• Directive:
Reproduce every line in the stretch from the start of the entries through the line containing "236 88 244 94", requests included, and shift each bounding-box coordinate in the answers by -137.
[Material provided start]
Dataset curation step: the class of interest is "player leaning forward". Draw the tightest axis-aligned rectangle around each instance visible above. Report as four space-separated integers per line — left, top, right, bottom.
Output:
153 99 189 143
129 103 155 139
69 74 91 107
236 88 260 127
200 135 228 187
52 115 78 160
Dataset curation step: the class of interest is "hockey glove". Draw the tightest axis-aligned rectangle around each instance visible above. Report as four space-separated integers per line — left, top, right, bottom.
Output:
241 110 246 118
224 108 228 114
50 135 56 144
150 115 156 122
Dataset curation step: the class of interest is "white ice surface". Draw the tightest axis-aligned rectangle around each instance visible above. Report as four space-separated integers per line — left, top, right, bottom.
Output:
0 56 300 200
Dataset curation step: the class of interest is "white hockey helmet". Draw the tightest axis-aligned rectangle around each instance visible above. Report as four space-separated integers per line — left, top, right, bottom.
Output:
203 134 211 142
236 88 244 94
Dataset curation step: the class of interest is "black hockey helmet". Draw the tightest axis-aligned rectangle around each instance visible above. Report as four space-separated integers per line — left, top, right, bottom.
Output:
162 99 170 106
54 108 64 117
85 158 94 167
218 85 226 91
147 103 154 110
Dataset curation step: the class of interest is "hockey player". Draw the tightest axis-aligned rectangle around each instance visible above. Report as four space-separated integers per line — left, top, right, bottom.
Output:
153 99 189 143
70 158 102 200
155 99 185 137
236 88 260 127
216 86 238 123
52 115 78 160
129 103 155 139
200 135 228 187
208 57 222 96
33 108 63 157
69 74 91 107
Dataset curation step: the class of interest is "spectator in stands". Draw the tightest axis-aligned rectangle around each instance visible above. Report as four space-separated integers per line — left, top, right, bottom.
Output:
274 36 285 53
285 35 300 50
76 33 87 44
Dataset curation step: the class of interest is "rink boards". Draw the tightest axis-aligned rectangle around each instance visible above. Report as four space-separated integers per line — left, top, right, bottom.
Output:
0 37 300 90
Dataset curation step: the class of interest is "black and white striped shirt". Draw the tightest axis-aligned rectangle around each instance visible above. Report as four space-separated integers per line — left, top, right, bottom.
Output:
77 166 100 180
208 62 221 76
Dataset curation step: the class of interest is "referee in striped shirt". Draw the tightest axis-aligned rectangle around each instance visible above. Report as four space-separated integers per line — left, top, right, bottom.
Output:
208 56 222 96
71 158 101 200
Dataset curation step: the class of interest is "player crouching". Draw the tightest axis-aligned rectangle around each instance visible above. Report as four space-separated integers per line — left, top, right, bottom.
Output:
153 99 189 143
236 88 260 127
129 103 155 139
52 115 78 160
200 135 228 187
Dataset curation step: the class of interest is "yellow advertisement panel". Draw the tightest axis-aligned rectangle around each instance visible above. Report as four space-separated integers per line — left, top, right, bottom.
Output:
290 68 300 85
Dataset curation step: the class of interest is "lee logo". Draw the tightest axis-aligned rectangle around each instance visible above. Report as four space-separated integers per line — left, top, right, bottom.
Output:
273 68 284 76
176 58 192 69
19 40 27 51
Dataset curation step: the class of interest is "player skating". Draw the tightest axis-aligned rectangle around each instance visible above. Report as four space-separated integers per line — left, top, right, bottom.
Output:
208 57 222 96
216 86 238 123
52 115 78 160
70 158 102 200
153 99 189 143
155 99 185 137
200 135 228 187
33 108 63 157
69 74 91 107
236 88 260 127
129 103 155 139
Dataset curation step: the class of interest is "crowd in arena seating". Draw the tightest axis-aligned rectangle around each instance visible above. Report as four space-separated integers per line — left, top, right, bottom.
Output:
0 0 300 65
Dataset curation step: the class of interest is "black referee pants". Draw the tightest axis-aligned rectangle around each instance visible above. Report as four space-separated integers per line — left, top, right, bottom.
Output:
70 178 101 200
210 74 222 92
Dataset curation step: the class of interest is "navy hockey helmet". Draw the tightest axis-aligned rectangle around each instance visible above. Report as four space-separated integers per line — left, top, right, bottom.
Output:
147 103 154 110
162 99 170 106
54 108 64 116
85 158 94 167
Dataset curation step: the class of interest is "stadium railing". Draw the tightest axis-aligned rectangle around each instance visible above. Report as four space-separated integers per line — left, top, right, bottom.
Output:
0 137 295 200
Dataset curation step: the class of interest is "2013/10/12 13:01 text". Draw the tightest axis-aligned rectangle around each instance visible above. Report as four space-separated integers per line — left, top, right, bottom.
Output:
[Material provided end]
• Final result:
Dataset curation step: the class of interest is "player leaning forward". Draw the tightest axis-aligned rectangle around each instance visible above. Report as four space-separated integers per line — left, top, right, bottom.
Output:
16 -38 52 6
-8 -34 18 2
-68 -63 -46 -30
99 -49 123 -10
63 -2 91 50
-85 -22 -59 23
Dataset curation step: the class of interest is "hockey glove". Draw the tightest axis-aligned rectangle around each instance visible above. Report as four space-separated integers per line — left, top, right, bottom.
Output:
104 -27 109 -19
87 -29 91 -23
-87 -2 -81 7
13 -22 19 -15
Dataset curation step: the class of interest is "white ice surface". Draw the tightest axis-aligned rectangle around each instance visible above. Report as four space-separated integers per line — left, top, right, bottom.
Output:
-137 -81 163 63
Dataset curation step: the class of interest is "white hockey helmet". Draw the tightest axis-aligned rectangle around each instance visible above. Report as four space-separated integers per line — left, top, right, bottom.
Output:
66 -3 74 5
99 -49 107 -43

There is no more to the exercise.